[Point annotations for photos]
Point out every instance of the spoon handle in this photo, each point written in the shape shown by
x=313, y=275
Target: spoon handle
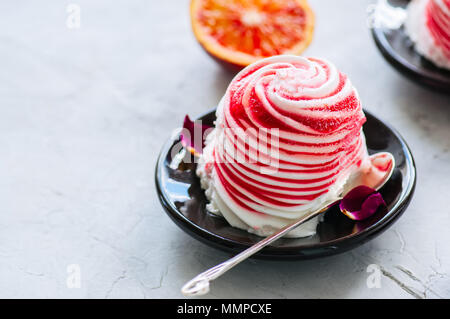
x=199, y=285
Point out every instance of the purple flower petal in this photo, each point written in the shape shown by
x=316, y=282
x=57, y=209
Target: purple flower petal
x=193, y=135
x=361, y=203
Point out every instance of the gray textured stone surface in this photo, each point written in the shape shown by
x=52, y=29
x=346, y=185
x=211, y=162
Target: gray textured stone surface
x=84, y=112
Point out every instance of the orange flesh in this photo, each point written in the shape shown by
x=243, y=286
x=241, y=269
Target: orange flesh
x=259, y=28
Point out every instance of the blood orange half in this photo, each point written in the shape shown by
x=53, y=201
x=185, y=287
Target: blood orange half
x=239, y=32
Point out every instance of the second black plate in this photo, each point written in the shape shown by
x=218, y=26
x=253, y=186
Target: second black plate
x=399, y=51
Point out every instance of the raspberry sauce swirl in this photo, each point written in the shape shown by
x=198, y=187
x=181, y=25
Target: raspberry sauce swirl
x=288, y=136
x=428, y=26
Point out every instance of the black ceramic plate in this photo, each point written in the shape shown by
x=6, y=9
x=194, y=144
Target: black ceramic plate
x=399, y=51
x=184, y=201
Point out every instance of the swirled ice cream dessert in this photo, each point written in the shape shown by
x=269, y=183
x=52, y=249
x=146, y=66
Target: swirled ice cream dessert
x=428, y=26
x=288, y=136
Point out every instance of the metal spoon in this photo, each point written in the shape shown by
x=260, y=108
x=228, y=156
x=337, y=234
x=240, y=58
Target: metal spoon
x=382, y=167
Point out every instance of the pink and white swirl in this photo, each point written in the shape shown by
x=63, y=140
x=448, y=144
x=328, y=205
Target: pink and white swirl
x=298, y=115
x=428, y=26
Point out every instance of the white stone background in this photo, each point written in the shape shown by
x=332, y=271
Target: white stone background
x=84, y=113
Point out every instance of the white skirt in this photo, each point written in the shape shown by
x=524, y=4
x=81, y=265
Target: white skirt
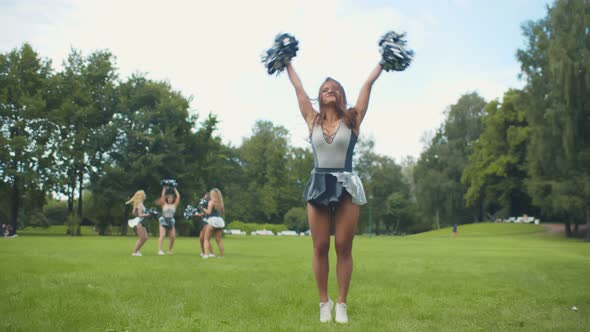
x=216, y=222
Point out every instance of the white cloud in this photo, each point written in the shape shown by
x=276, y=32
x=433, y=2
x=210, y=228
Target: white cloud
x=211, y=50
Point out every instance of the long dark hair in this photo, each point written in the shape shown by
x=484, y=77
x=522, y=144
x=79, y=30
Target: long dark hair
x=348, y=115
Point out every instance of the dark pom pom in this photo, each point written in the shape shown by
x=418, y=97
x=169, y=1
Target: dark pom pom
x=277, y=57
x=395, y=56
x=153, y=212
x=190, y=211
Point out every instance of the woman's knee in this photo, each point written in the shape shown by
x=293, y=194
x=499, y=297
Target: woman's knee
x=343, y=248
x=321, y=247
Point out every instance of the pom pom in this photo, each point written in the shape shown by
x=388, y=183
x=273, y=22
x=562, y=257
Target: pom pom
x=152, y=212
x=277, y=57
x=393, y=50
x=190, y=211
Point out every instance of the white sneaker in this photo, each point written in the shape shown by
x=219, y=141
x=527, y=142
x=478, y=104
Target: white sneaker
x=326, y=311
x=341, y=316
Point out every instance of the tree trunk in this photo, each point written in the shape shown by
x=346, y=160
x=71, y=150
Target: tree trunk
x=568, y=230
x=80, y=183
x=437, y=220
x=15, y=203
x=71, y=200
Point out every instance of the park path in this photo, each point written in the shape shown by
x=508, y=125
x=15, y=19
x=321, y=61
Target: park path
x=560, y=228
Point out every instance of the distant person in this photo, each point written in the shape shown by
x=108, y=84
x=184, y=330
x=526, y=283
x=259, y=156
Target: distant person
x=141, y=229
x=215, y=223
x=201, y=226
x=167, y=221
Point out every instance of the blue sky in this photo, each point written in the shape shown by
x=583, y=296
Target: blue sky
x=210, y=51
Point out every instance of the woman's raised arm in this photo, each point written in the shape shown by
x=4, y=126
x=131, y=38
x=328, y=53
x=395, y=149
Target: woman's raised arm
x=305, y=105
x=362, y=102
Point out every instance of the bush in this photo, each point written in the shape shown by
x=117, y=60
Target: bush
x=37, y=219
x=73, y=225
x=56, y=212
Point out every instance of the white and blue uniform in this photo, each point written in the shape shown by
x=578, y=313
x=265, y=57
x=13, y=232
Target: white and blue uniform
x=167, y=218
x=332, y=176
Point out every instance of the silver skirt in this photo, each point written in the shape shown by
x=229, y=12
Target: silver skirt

» Task directions
Format everything in the records above, from the line containing "Point out every instance of the second" down to the line containing "x=382, y=167", as a JSON list of strings with one string per line and blank lines omitted.

» Task response
[
  "Point out every instance of the second black plate in this photo, each point written in the shape shown by",
  "x=218, y=26",
  "x=253, y=186",
  "Target: second black plate",
  "x=399, y=51",
  "Point out every instance of the raspberry sauce swirl in this photo, each point written in the shape shown by",
  "x=198, y=187",
  "x=181, y=25",
  "Target: raspberry sauce swirl",
  "x=288, y=136",
  "x=428, y=26",
  "Point out every instance of the black ceramic plate in this photo, each point written in the shape shown by",
  "x=6, y=9",
  "x=194, y=144",
  "Target: black ceramic plate",
  "x=399, y=51",
  "x=184, y=201",
  "Point out every instance of the swirled ice cream dessert in this photo, each point written in the shape shown by",
  "x=269, y=183",
  "x=52, y=249",
  "x=146, y=66",
  "Target: swirled ice cream dessert",
  "x=428, y=26",
  "x=288, y=136",
  "Point out every instance of the metal spoon in this photo, each point written in the shape shown by",
  "x=260, y=108",
  "x=228, y=156",
  "x=337, y=234",
  "x=240, y=58",
  "Target: metal spoon",
  "x=382, y=167"
]